QUESTIONS TO ANSWER →
**a)** Repeat word for word the part of the passage on Ms. Boudin's parole between "She proved to" and "freed on parole.", inclusive.
**b)** Name every person mentioned by name in the passage on Ms. Boudin's parole.
**c)** Resume the passage on Ms. Boudin's parole from its last sentence and carry it forward.

STUDY TEXT →
She proved to be a model prisoner at Bedford Hills, mentoring other inmates, attending to those with AIDS, writing poetry and expressing remorse for her role in the Brink’s robbery deaths. In September 2003, after 22 years behind bars, she was freed on parole.
Not everyone was pleased. Diane O’Grady, Sergeant O’Grady’s widow, wrote in The New York Post that she did not “believe there is a shred of guilt, shame or remorse felt by inmate Boudin.” But Ms. Boudin had ample support, including from a few Bedford Hills employees. Even the arch-conservative William F. Buckley Jr. signed a letter to the parole board asserting a belief in “the possibilities of human rehabilitation and transformation.”
In a 2004 article for a magazine called Fellowship, written before leaving prison, Ms. Boudin said she had come to “fully embrace the enormity of my human responsibility: I supported and was part of a robbery that risked and then destroyed human life.”

PROVIDED DATA →
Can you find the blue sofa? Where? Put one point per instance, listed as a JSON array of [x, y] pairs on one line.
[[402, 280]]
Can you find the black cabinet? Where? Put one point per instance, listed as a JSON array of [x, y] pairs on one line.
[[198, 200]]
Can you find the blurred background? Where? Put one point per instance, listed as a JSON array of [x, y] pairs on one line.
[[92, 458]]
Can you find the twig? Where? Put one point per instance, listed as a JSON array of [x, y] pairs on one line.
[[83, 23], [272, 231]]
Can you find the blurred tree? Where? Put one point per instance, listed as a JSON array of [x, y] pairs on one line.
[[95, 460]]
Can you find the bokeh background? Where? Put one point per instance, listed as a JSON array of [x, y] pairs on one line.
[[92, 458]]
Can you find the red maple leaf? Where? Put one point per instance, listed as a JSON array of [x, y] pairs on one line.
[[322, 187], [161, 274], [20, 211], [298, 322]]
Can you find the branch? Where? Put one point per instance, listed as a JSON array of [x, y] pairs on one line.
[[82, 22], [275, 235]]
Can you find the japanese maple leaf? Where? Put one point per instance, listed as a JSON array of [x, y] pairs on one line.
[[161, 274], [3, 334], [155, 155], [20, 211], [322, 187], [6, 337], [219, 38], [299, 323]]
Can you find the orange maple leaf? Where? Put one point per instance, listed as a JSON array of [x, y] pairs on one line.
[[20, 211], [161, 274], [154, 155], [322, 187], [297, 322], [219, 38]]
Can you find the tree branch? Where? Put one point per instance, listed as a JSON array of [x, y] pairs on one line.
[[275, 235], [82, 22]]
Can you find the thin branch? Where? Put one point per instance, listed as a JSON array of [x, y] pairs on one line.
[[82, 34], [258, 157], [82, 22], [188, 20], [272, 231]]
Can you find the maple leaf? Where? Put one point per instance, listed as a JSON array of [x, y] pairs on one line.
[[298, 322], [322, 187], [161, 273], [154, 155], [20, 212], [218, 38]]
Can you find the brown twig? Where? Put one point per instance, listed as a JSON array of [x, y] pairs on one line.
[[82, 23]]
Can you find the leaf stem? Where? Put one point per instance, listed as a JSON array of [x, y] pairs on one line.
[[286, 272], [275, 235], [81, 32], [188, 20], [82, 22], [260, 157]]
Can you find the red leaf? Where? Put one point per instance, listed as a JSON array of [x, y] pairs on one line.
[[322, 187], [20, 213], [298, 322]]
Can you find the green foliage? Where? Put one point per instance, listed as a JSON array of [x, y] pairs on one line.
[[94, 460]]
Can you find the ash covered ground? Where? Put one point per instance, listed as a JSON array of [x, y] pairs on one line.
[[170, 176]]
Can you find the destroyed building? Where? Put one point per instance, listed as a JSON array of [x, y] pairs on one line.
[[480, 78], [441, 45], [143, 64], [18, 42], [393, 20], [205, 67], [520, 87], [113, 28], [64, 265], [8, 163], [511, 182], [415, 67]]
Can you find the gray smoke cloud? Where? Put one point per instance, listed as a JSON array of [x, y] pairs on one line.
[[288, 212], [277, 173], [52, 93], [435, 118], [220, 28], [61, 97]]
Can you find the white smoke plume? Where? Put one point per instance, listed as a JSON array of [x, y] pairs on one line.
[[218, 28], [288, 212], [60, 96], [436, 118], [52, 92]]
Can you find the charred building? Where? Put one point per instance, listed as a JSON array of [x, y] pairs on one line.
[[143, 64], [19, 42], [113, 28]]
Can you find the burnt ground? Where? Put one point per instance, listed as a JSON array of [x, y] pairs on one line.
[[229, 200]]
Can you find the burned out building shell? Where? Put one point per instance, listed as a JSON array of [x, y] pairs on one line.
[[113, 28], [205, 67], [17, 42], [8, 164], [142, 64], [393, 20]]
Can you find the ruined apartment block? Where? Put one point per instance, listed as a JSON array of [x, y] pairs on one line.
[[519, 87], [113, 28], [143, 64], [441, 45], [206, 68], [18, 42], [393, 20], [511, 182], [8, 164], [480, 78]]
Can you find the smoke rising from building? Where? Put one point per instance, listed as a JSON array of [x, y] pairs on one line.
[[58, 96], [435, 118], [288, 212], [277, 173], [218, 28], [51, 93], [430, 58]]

ANSWERS TO THE TASKS →
**a)**
She proved to be a model prisoner at Bedford Hills, mentoring other inmates, attending to those with AIDS, writing poetry and expressing remorse for her role in the Brink’s robbery deaths. In September 2003, after 22 years behind bars, she was freed on parole.

**b)**
Ms. Boudin
Diane O’Grady
Sergeant O’Grady
William F. Buckley Jr.

**c)**
She was also a founder of the Center for Justice at Columbia, exploring the social consequences of mass incarceration. What many people fail to appreciate, she said in a 2021 interview for this obituary, is that “there are tremendous resources waiting to be realized in those who are too often defined as throwaway people.”
In a statement from Columbia University on Sunday, Mr. Boudin said that his mother liked to give back to others.
“She always ended phone calls with a laugh, a habit acquired during the 22 years of her incarceration,” he wrote, “when she wanted to leave every person she spoke with, especially me, with joy and hope. She lived redemption, constantly finding ways to give back to those around her.”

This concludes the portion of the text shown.